- Task requirements: Reprint the whole of the data exactly.

- Task input:

━━━━━━━━━━━━━━━━━━━━━━━━━━━━━━

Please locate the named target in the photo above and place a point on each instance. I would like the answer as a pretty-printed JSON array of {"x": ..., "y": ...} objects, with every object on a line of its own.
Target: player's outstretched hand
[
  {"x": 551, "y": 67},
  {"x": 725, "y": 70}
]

━━━━━━━━━━━━━━━━━━━━━━━━━━━━━━

- Solved problem:
Please locate the named target in the photo above and place a point on each instance. I would like the answer as a pretty-printed JSON array of {"x": ..., "y": ...} objects, with every object on a line of its own.
Target: player's outstretched hand
[
  {"x": 551, "y": 67},
  {"x": 725, "y": 70}
]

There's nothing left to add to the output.